> _Task objective_: Restate the lines word for word, from the first line of the records through the line containing "TARGET = pointed skewer tip". Leave out the pictures and anything after that line.

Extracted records
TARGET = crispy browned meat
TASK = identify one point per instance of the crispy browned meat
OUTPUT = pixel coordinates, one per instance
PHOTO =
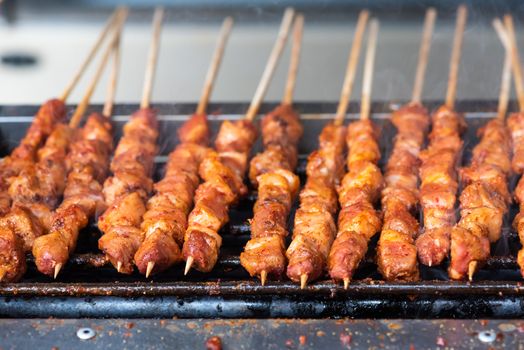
(357, 221)
(314, 228)
(439, 185)
(515, 124)
(223, 172)
(127, 191)
(165, 220)
(35, 193)
(25, 154)
(396, 251)
(88, 165)
(483, 202)
(272, 171)
(12, 256)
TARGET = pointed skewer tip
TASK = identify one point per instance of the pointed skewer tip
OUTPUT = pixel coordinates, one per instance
(472, 268)
(150, 267)
(303, 281)
(189, 263)
(263, 277)
(58, 267)
(346, 283)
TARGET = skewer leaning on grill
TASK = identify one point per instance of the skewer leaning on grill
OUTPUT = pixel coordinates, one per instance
(396, 253)
(129, 187)
(485, 198)
(37, 190)
(223, 173)
(165, 220)
(315, 228)
(50, 113)
(358, 220)
(87, 165)
(515, 123)
(272, 172)
(438, 172)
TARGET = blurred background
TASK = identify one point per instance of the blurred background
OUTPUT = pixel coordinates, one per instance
(43, 42)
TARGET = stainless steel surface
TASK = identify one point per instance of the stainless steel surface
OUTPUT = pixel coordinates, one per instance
(60, 41)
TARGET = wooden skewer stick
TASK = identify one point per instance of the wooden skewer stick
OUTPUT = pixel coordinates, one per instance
(82, 106)
(517, 68)
(271, 64)
(502, 33)
(263, 277)
(109, 25)
(266, 78)
(152, 58)
(113, 79)
(429, 24)
(298, 29)
(462, 14)
(215, 64)
(505, 86)
(365, 106)
(351, 69)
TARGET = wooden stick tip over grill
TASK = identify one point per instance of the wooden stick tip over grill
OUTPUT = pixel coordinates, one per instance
(189, 263)
(303, 281)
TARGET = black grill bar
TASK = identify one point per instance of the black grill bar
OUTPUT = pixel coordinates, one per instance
(90, 284)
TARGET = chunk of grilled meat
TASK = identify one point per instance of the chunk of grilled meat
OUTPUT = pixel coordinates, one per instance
(439, 185)
(223, 174)
(88, 165)
(165, 220)
(396, 251)
(35, 192)
(127, 191)
(314, 227)
(358, 221)
(483, 202)
(272, 171)
(515, 124)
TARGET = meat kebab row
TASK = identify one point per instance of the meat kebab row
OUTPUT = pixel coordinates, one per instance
(60, 178)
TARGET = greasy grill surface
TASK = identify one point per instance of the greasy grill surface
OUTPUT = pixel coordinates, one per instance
(228, 291)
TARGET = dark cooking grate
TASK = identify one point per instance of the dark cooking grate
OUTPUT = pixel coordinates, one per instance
(88, 287)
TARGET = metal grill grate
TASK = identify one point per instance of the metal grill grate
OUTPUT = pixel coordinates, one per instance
(87, 286)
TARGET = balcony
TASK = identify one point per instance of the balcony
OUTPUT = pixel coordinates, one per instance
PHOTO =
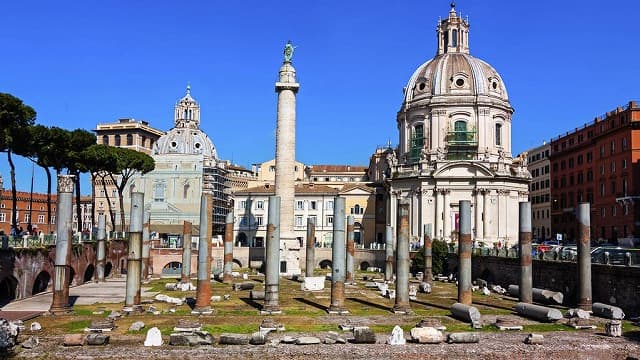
(459, 138)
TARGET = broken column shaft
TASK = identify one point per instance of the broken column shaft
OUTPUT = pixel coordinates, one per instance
(203, 291)
(272, 274)
(402, 304)
(338, 258)
(227, 278)
(464, 254)
(134, 257)
(584, 257)
(428, 256)
(146, 245)
(64, 210)
(102, 248)
(526, 280)
(388, 240)
(186, 252)
(351, 250)
(311, 247)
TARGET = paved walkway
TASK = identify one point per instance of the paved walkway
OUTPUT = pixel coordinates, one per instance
(111, 291)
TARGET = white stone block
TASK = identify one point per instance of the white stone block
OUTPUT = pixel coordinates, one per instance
(313, 283)
(154, 337)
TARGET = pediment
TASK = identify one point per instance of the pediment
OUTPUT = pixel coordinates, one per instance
(463, 169)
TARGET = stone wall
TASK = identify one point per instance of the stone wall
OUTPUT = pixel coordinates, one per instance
(615, 285)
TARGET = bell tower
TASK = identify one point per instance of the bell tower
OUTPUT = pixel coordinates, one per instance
(187, 112)
(453, 33)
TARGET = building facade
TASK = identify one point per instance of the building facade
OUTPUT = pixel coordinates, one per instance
(540, 190)
(186, 166)
(455, 144)
(128, 133)
(597, 163)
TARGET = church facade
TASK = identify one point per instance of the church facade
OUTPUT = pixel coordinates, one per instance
(186, 166)
(455, 144)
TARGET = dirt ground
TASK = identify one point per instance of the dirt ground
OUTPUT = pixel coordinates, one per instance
(304, 313)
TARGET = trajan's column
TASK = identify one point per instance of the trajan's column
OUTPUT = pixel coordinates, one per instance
(287, 87)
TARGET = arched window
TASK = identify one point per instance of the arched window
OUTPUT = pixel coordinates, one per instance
(460, 129)
(498, 134)
(185, 191)
(417, 142)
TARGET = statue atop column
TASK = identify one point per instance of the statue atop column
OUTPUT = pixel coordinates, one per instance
(288, 51)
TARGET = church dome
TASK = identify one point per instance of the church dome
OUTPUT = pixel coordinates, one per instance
(186, 137)
(454, 73)
(186, 141)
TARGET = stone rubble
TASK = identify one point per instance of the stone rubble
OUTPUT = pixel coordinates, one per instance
(154, 337)
(397, 336)
(136, 326)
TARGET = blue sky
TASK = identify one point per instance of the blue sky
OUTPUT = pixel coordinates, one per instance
(80, 63)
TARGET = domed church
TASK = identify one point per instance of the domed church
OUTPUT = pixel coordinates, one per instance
(186, 165)
(455, 144)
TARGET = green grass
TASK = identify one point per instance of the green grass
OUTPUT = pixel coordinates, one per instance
(77, 326)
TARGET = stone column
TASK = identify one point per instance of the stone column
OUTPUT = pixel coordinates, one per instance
(272, 274)
(485, 214)
(102, 248)
(388, 242)
(146, 245)
(402, 305)
(464, 254)
(134, 257)
(287, 87)
(351, 250)
(439, 234)
(446, 210)
(338, 259)
(428, 255)
(526, 280)
(64, 239)
(203, 291)
(227, 278)
(584, 256)
(311, 247)
(186, 252)
(478, 214)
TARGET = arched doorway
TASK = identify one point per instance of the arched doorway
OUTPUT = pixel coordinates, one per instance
(173, 268)
(242, 239)
(8, 290)
(358, 233)
(88, 273)
(41, 283)
(107, 269)
(72, 274)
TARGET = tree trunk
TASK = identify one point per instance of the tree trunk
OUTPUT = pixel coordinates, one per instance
(48, 198)
(78, 206)
(14, 195)
(93, 201)
(106, 195)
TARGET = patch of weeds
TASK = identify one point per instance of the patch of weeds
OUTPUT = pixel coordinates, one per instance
(311, 327)
(230, 328)
(547, 327)
(76, 326)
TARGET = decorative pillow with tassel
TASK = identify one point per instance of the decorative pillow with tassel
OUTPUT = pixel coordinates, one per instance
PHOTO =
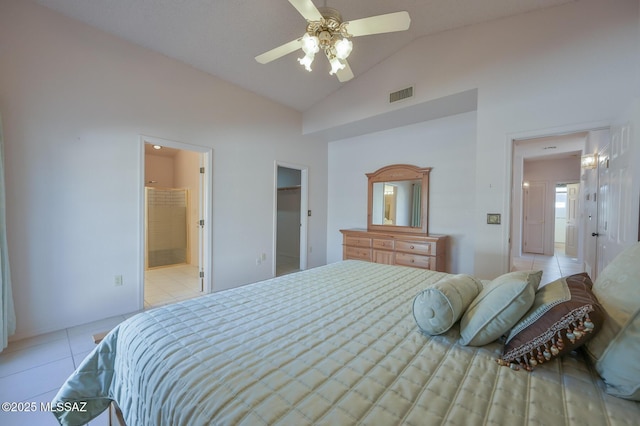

> _Response area_:
TARGET = crispy browned meat
TASK = identify one point per instance of the crispy browned meat
OUTPUT = pixel coordinates, one per instance
PHOTO =
(357, 221)
(314, 228)
(439, 185)
(515, 124)
(223, 172)
(127, 191)
(165, 220)
(35, 193)
(25, 154)
(396, 251)
(88, 165)
(483, 202)
(272, 171)
(12, 256)
TARGET = pointed skewer tip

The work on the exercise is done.